- DOCUMENT SEGMENT -

In this workshop students will be introduced to multivariate phylogenetic comparative methods with the mvMORPH R package.
The mvMORPH package contains tools for modelling the evolution of correlated continuous traits (e.g. morphometric measurement, geometric morphometric datasets, life history traits, gene expression data, etc.) on phylogenetic trees [ with either fossil species, extant species or both] as well as statistical tools such as multivariate generalized least squares (GLS) linear models -e.g. multivariate regression, MANOVA, MANCOVA – for studying comparative datasets.
In this course, students will be first introduced to some theory with illustrative examples (both from simulated data as well as students’ own datasets) and will learn how to interpret the models, their parameters, as well as how to assess their reliability.
Graduate or postgraduate degree in Biomedical, Life or Earth Sciences, basic knowledge of statistics and knowledge of R at user level. Participants must have a personal computer (Windows, Mac, Linux). The use of a webcam and headphones is strongly recommended, and a good internet connection.
We would like to encourage participants to bring along their own dataset with a matching phylogenetic tree (or sample of trees)
- Introduction to phylogenies, trait evolution and the comparative methods
- Short introduction on the modelling rationale and theoretical basis on trait (multivariate) evolution and models
- Illustration with simulation examples in R (e.g. 3D plot of bivariate processes)
- Modelling the evolution of traits on trees (simulations, model fit and comparison)
- Review of some multivariate models (BM, OU, EB, Shift…), assumptions, and limits.
- Step by step procedure for model comparison and interpretation of parameters using simulated and empirical datasets.

- Entries from a collection -
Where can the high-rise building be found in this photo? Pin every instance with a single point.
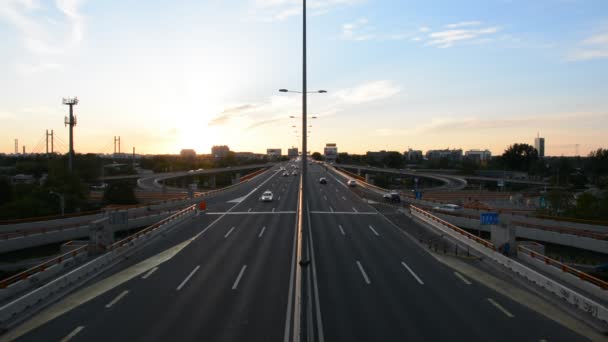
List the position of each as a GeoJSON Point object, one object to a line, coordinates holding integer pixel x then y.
{"type": "Point", "coordinates": [331, 152]}
{"type": "Point", "coordinates": [539, 144]}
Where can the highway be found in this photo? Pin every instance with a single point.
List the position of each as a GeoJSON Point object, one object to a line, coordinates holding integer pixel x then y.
{"type": "Point", "coordinates": [233, 279]}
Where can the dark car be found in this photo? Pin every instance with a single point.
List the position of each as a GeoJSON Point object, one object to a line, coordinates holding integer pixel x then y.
{"type": "Point", "coordinates": [392, 196]}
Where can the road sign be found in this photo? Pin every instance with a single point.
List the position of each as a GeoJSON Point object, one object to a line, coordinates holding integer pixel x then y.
{"type": "Point", "coordinates": [488, 218]}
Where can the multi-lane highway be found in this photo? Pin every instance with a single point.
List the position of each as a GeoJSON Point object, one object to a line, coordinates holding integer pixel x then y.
{"type": "Point", "coordinates": [231, 279]}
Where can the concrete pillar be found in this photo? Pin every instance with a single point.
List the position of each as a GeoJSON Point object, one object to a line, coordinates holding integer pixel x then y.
{"type": "Point", "coordinates": [101, 235]}
{"type": "Point", "coordinates": [236, 179]}
{"type": "Point", "coordinates": [503, 237]}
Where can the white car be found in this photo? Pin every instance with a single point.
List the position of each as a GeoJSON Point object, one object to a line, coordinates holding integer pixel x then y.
{"type": "Point", "coordinates": [266, 196]}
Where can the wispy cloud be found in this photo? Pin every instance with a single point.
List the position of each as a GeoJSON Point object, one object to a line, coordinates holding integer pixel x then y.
{"type": "Point", "coordinates": [40, 34]}
{"type": "Point", "coordinates": [358, 31]}
{"type": "Point", "coordinates": [277, 10]}
{"type": "Point", "coordinates": [594, 47]}
{"type": "Point", "coordinates": [368, 92]}
{"type": "Point", "coordinates": [470, 31]}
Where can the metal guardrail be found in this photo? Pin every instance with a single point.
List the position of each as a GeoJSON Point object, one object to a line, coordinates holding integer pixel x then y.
{"type": "Point", "coordinates": [455, 228]}
{"type": "Point", "coordinates": [40, 268]}
{"type": "Point", "coordinates": [568, 269]}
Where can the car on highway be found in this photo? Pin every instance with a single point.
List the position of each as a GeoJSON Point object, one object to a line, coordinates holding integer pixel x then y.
{"type": "Point", "coordinates": [392, 196]}
{"type": "Point", "coordinates": [266, 196]}
{"type": "Point", "coordinates": [448, 207]}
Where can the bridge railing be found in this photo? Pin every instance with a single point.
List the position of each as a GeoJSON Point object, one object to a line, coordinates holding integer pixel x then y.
{"type": "Point", "coordinates": [565, 268]}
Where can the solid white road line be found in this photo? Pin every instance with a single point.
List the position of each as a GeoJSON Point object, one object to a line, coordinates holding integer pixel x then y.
{"type": "Point", "coordinates": [412, 273]}
{"type": "Point", "coordinates": [115, 300]}
{"type": "Point", "coordinates": [499, 307]}
{"type": "Point", "coordinates": [188, 277]}
{"type": "Point", "coordinates": [230, 231]}
{"type": "Point", "coordinates": [145, 276]}
{"type": "Point", "coordinates": [464, 280]}
{"type": "Point", "coordinates": [365, 277]}
{"type": "Point", "coordinates": [238, 278]}
{"type": "Point", "coordinates": [72, 334]}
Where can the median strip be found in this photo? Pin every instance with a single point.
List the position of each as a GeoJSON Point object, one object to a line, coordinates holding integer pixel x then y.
{"type": "Point", "coordinates": [115, 300]}
{"type": "Point", "coordinates": [238, 278]}
{"type": "Point", "coordinates": [365, 277]}
{"type": "Point", "coordinates": [188, 277]}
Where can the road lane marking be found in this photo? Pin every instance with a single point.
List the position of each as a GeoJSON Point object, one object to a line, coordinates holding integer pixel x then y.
{"type": "Point", "coordinates": [464, 280]}
{"type": "Point", "coordinates": [72, 334]}
{"type": "Point", "coordinates": [115, 300]}
{"type": "Point", "coordinates": [230, 231]}
{"type": "Point", "coordinates": [499, 307]}
{"type": "Point", "coordinates": [365, 277]}
{"type": "Point", "coordinates": [238, 278]}
{"type": "Point", "coordinates": [179, 287]}
{"type": "Point", "coordinates": [145, 276]}
{"type": "Point", "coordinates": [412, 273]}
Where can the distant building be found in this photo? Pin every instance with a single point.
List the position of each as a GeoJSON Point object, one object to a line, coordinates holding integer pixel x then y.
{"type": "Point", "coordinates": [219, 151]}
{"type": "Point", "coordinates": [539, 144]}
{"type": "Point", "coordinates": [451, 155]}
{"type": "Point", "coordinates": [479, 155]}
{"type": "Point", "coordinates": [330, 152]}
{"type": "Point", "coordinates": [292, 152]}
{"type": "Point", "coordinates": [413, 155]}
{"type": "Point", "coordinates": [187, 153]}
{"type": "Point", "coordinates": [273, 153]}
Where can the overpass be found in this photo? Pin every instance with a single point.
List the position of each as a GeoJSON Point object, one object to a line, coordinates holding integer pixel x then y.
{"type": "Point", "coordinates": [332, 269]}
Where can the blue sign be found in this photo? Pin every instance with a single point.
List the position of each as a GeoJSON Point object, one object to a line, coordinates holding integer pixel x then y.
{"type": "Point", "coordinates": [488, 218]}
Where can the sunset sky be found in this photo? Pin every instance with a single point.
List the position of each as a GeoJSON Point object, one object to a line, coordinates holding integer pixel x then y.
{"type": "Point", "coordinates": [166, 75]}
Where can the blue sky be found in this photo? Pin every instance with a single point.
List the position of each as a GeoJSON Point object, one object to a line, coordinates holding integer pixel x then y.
{"type": "Point", "coordinates": [166, 75]}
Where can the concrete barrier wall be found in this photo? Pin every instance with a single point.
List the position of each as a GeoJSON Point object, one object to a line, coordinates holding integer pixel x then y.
{"type": "Point", "coordinates": [564, 239]}
{"type": "Point", "coordinates": [563, 276]}
{"type": "Point", "coordinates": [67, 234]}
{"type": "Point", "coordinates": [581, 302]}
{"type": "Point", "coordinates": [44, 295]}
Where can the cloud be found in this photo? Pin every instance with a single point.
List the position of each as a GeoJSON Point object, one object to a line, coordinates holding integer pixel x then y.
{"type": "Point", "coordinates": [368, 92]}
{"type": "Point", "coordinates": [457, 33]}
{"type": "Point", "coordinates": [594, 47]}
{"type": "Point", "coordinates": [279, 10]}
{"type": "Point", "coordinates": [357, 31]}
{"type": "Point", "coordinates": [40, 35]}
{"type": "Point", "coordinates": [463, 24]}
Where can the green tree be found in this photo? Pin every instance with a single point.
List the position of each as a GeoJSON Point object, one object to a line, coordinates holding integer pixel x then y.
{"type": "Point", "coordinates": [520, 157]}
{"type": "Point", "coordinates": [120, 192]}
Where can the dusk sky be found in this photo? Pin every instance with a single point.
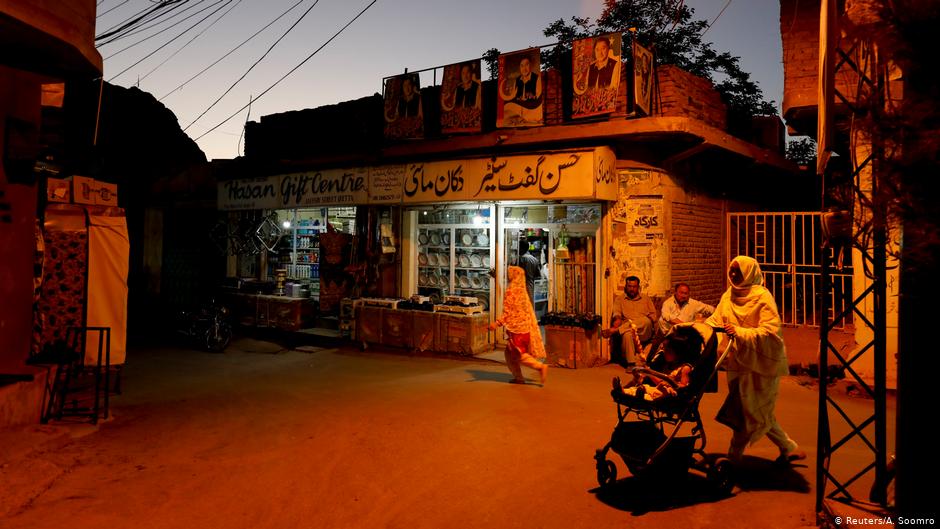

- TASK OBJECTIVE -
Decide whether the workshop description agrees with each statement, answering yes or no and quoting the words of the description that settle it. 1. Participants are required to bring their own dataset. 2. The mvMORPH package can model trait evolution on trees that include fossil species. 3. Advanced knowledge of R is a prerequisite.

- WRITTEN SOLUTION -
1. No: "We would like to encourage participants to bring along their own dataset"
2. Yes: "with either fossil species, extant species or both"
3. No: "knowledge of R at user level"